▸ EXCERPTED PASSAGE:
• • • • •
Defendants' response to the motion for a preliminary injunction includes a declaration from R. Dahl, the Senior Psychologist at Mule Creek State Prison, where plaintiff is currently housed. Dckt. No. 15, Dahl. Decl. ¶ 1. Dahl indicates that the Interdisciplinary Treatment Team ("Team") held a meeting on March 16, 2010, for an evaluation of plaintiff's mental health status.

Id., ¶ 2. The Team's decision was to retain plaintiff at the Enhanced Outpatient Program level of care within the Mental Health Program. Id. Dahl further indicates that plaintiff's clinician is Dr. Lisle, who is an Enhanced Outpatient staff psychologist who will continue to provide Enhanced Outpatient level of care to plaintiff. Id., ¶ 3. In light of Dahl's declaration, defendants argue that plaintiff's motion should be denied as moot, as plaintiff has been retained at the level of care that he was receiving when he filed his motion, namely, the Enhanced Outpatient Program. Id. at 1-2.

Plaintiff argues his motion is not moot, as defendants have not provided any guarantee as to how long plaintiff will remain in the Enhanced Outpatient Program. Dckt. No. 16 at 1. Plaintiff claims Dr. Lisle is the one who decides whether to lower plaintiff's level of care and was fully intending on doing so until plaintiff initiated this action. Id., Pl's Decl. ¶ 13. Plaintiff claims that Lisle has still not reviewed plaintiff's medical history, which documents plaintiff's multiple suicide attempts and reiterates his belief that he should remain in the Enhanced Outpatient Program because it greatly reduces his suicidal tendencies. Id., ¶¶ 15, 17. Further, plaintiff states that Lisle has informed him that the Team will meet again in June, and intends to reduce plaintiff's level of care at that time, noting that it costs too much to keep plaintiff in the Enhanced Outpatient Program. Id., ¶¶ 14, 16. Plaintiff also notes that the Team meets quarterly to evaluate his mental health needs. Id.,¶ 14.
• • • • •
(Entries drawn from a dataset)
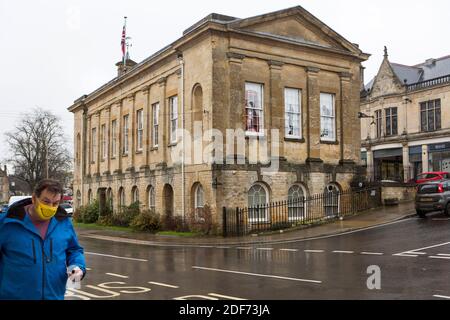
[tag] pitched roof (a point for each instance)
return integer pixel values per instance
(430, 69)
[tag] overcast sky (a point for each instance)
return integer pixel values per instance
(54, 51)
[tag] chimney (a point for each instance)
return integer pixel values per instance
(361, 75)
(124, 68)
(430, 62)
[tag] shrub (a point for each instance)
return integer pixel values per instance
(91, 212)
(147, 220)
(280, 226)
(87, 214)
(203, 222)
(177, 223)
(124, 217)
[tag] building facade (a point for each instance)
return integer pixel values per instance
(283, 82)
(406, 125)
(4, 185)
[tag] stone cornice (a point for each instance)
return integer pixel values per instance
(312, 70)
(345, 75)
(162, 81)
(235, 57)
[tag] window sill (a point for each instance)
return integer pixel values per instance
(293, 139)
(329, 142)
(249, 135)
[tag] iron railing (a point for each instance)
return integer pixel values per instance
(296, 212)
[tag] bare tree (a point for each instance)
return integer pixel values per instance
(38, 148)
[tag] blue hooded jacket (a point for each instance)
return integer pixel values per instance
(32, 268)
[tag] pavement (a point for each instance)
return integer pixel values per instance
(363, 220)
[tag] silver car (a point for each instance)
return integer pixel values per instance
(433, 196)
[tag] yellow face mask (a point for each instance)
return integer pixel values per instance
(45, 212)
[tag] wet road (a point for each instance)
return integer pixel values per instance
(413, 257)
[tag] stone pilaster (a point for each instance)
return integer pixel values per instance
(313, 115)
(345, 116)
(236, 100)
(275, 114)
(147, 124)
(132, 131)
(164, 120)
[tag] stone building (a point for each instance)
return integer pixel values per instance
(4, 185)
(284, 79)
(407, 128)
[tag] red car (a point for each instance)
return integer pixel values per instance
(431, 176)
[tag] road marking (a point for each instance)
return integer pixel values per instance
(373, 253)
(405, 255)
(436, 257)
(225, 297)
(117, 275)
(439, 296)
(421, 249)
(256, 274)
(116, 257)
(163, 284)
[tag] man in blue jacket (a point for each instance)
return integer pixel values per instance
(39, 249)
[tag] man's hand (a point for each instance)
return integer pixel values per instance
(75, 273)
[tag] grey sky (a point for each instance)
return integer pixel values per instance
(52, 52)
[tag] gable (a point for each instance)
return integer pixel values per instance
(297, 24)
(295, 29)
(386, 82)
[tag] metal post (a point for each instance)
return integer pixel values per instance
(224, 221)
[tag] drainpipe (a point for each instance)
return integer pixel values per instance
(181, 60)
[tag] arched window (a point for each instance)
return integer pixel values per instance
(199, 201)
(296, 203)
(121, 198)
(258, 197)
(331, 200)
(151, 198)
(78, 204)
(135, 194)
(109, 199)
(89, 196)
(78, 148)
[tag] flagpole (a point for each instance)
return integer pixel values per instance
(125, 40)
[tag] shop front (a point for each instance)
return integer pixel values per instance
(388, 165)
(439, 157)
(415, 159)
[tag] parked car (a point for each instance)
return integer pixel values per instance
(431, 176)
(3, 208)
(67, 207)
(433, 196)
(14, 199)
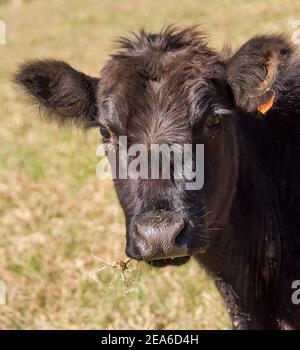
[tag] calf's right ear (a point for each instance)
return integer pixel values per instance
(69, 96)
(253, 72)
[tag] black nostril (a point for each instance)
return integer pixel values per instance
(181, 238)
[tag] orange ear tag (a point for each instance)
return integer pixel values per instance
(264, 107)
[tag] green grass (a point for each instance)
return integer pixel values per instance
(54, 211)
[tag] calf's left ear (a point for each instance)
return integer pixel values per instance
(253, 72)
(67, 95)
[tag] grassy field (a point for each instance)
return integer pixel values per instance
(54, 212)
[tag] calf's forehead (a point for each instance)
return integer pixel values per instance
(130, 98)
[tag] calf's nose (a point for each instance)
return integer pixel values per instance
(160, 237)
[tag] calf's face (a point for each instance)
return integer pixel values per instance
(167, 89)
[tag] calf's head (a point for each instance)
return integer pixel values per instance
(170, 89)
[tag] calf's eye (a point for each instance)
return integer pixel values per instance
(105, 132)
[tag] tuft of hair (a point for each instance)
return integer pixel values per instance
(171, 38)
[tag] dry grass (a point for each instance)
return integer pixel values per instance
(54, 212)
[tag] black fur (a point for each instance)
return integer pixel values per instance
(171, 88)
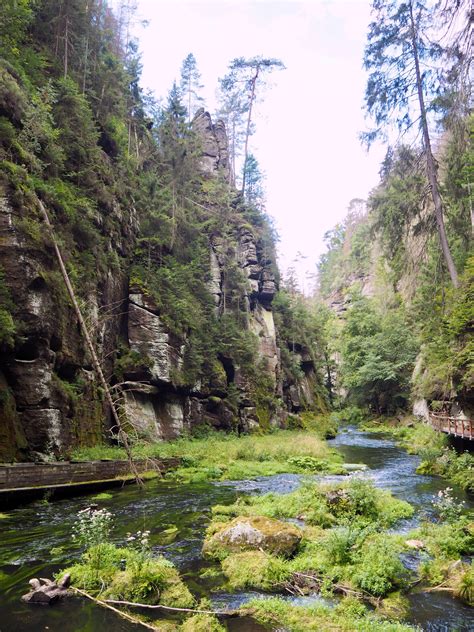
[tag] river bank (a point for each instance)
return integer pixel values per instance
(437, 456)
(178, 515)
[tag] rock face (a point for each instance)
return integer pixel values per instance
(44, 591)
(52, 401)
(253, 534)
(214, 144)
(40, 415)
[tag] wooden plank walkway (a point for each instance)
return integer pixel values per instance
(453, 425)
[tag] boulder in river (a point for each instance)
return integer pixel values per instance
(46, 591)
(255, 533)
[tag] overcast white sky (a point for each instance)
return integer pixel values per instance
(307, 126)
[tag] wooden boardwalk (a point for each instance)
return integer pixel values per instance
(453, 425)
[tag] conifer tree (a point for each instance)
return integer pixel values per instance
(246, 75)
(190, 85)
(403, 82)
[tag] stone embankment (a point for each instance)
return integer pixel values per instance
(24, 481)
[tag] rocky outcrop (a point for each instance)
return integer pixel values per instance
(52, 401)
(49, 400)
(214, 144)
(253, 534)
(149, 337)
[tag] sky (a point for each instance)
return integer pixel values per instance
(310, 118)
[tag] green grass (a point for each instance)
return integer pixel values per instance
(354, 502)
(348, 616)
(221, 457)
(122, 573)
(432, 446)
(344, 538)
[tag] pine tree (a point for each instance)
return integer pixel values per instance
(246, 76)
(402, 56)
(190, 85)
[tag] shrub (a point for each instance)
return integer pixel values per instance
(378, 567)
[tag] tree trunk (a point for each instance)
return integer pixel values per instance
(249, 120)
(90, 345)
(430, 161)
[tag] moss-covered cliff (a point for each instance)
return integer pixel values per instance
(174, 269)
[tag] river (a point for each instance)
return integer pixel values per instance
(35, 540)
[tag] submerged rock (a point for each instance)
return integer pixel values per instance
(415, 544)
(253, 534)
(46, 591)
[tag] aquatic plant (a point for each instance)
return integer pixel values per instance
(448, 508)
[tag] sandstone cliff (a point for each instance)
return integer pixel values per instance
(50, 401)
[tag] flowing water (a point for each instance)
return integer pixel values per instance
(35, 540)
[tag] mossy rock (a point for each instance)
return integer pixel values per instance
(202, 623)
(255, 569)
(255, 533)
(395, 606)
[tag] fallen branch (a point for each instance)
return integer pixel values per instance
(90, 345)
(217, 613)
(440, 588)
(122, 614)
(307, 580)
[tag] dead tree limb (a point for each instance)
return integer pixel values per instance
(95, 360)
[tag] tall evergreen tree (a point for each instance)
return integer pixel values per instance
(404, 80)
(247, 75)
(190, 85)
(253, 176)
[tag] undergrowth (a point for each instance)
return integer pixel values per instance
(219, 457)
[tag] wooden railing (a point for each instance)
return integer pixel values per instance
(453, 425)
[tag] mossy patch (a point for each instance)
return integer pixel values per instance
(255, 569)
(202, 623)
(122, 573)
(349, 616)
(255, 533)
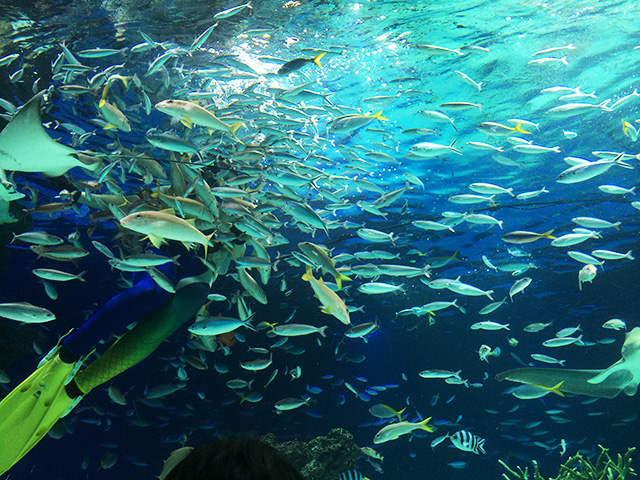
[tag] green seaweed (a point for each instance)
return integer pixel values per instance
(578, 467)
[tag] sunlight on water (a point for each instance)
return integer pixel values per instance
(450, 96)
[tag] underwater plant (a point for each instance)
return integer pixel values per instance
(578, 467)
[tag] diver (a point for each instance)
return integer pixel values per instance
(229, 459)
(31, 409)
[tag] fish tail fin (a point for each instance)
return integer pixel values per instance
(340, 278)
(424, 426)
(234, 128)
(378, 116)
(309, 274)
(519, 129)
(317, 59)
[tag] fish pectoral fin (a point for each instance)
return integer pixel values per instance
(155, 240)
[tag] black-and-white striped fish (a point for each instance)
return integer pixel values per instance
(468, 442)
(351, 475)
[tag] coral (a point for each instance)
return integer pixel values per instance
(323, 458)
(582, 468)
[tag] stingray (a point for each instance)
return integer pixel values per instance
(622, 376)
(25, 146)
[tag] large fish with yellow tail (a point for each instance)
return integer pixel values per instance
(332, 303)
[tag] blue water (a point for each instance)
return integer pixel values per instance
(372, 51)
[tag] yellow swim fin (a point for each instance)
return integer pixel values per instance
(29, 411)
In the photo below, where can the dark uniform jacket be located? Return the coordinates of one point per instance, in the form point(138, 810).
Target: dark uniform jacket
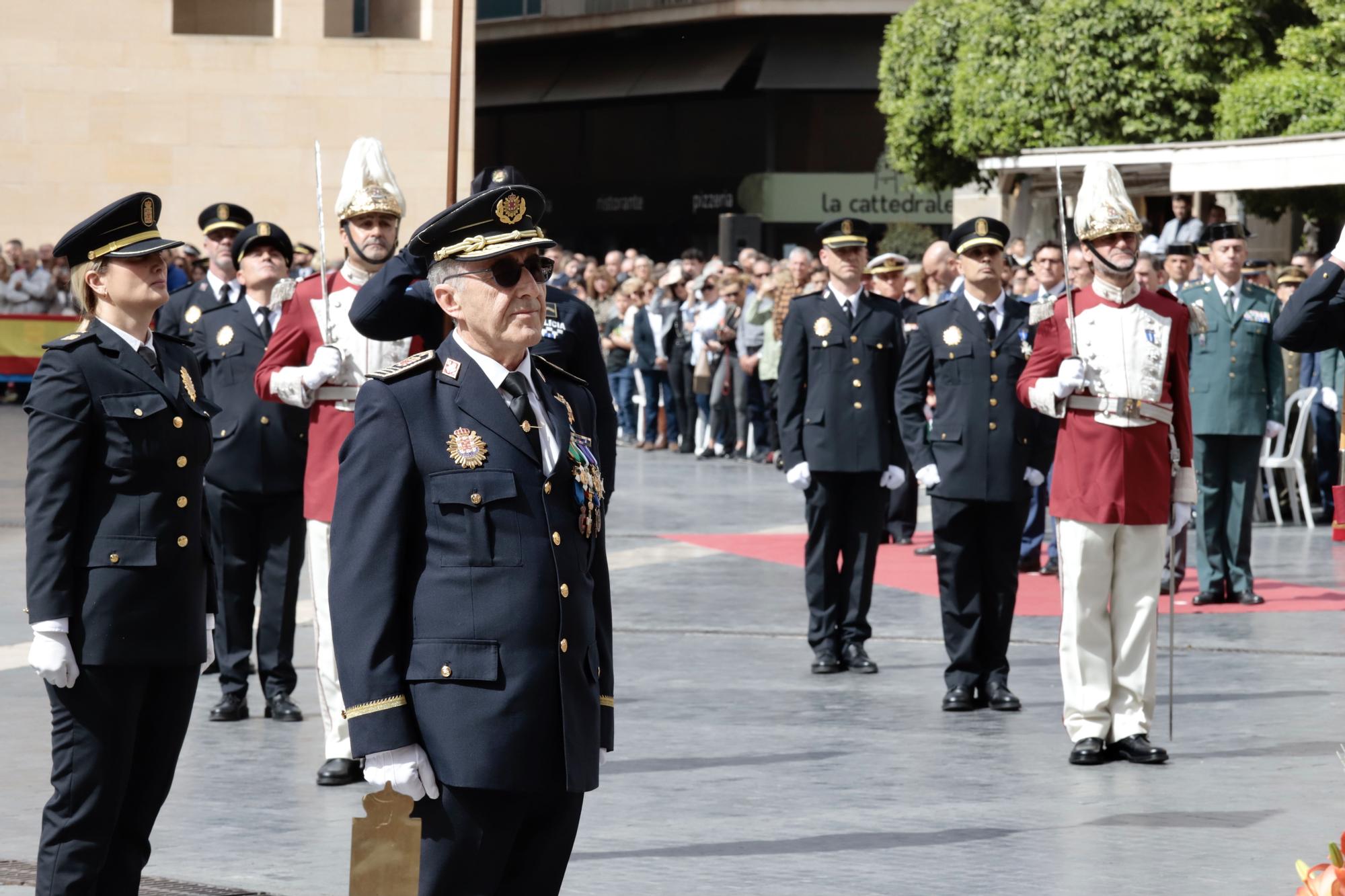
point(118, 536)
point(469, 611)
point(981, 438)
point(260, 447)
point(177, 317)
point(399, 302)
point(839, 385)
• • • • •
▸ BRIEF:
Transcribe the injunction passage between "Defendants' response to" and "mental health status.", inclusive. Draw solely on the injunction passage and disregard the entries.

▸ RESPONSE BOX:
Defendants' response to the motion for a preliminary injunction includes a declaration from R. Dahl, the Senior Psychologist at Mule Creek State Prison, where plaintiff is currently housed. Dckt. No. 15, Dahl. Decl. ¶ 1. Dahl indicates that the Interdisciplinary Treatment Team ("Team") held a meeting on March 16, 2010, for an evaluation of plaintiff's mental health status.